## Aim of the task
Each line below containing the word "tree" needs to be shown.

##########

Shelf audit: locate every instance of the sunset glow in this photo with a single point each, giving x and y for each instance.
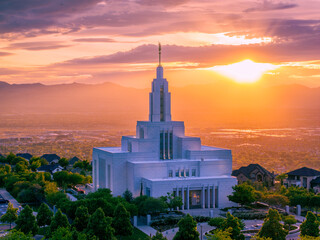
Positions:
(246, 71)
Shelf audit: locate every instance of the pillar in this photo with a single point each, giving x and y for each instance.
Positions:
(182, 191)
(188, 198)
(208, 196)
(203, 197)
(213, 197)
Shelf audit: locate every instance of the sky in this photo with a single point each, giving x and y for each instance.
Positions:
(66, 41)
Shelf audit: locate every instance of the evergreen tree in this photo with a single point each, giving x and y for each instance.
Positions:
(100, 226)
(44, 215)
(82, 218)
(187, 229)
(159, 236)
(11, 215)
(310, 226)
(121, 221)
(59, 220)
(243, 194)
(272, 228)
(236, 226)
(26, 221)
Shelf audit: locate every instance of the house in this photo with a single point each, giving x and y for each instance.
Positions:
(51, 158)
(26, 156)
(73, 160)
(315, 184)
(161, 159)
(301, 177)
(51, 168)
(254, 173)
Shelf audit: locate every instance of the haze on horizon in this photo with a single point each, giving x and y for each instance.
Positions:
(57, 42)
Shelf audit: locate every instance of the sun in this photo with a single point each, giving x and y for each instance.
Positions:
(246, 71)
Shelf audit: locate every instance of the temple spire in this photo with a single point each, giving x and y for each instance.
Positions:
(159, 54)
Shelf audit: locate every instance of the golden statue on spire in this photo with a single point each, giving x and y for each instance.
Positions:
(159, 54)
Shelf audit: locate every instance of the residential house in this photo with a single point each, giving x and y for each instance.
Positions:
(254, 173)
(301, 177)
(26, 156)
(51, 168)
(51, 158)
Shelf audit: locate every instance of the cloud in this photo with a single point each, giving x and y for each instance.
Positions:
(2, 54)
(268, 5)
(37, 46)
(94, 40)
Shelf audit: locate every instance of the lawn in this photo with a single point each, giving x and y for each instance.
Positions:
(137, 234)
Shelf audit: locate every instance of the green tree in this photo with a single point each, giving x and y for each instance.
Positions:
(187, 229)
(26, 221)
(289, 220)
(82, 218)
(236, 226)
(17, 235)
(272, 227)
(121, 221)
(310, 226)
(63, 162)
(44, 215)
(127, 195)
(59, 220)
(242, 194)
(281, 177)
(11, 214)
(158, 236)
(220, 235)
(100, 226)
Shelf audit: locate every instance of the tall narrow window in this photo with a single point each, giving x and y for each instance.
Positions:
(161, 104)
(161, 145)
(166, 145)
(171, 145)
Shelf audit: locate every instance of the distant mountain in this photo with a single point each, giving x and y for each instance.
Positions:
(196, 103)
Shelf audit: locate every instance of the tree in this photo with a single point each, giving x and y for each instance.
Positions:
(310, 226)
(17, 235)
(159, 236)
(289, 220)
(236, 226)
(276, 200)
(221, 235)
(121, 221)
(272, 227)
(26, 221)
(82, 218)
(242, 194)
(11, 214)
(187, 229)
(216, 222)
(100, 226)
(63, 162)
(127, 195)
(44, 215)
(59, 220)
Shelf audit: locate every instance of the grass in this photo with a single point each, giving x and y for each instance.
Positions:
(137, 234)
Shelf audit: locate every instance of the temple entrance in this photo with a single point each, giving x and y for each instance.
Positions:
(195, 199)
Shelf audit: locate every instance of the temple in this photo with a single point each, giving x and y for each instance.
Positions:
(161, 159)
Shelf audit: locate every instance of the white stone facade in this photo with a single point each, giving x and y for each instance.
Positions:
(161, 159)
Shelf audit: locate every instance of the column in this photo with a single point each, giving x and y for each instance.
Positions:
(208, 191)
(188, 198)
(182, 191)
(213, 196)
(203, 197)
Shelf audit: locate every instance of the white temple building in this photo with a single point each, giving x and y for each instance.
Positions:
(161, 159)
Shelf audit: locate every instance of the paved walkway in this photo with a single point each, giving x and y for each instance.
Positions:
(6, 195)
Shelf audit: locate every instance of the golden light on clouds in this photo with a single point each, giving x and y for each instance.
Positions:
(245, 71)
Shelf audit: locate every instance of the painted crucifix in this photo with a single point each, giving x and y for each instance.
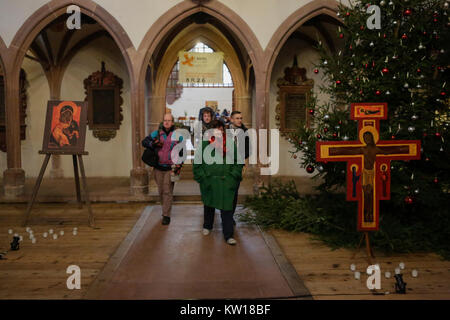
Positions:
(368, 161)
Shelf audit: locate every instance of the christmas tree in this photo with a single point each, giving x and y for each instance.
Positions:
(405, 63)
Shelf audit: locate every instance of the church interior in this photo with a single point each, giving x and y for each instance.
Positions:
(109, 223)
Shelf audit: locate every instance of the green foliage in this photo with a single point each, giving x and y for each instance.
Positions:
(405, 64)
(332, 220)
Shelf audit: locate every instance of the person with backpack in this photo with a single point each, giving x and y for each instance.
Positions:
(161, 143)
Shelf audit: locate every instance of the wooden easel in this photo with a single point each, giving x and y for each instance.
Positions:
(369, 251)
(77, 184)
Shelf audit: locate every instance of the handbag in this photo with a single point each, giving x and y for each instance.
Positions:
(150, 157)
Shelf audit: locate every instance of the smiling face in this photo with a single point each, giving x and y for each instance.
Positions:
(206, 117)
(167, 121)
(236, 119)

##########

## Written response
Shelf audit: locate every instance of the evergreen tree in this photo with a single point each, giving x and y for each instance.
Shelf audit: locate every instance of the green tree in this photo with a single point each, giving x and y for each instance.
Shelf audit: locate every instance of the tree in this photo with a single point each, giving x and y for each instance.
Shelf audit: locate every instance of the christmas tree in this photo with a single point each, giving x and y for each instance.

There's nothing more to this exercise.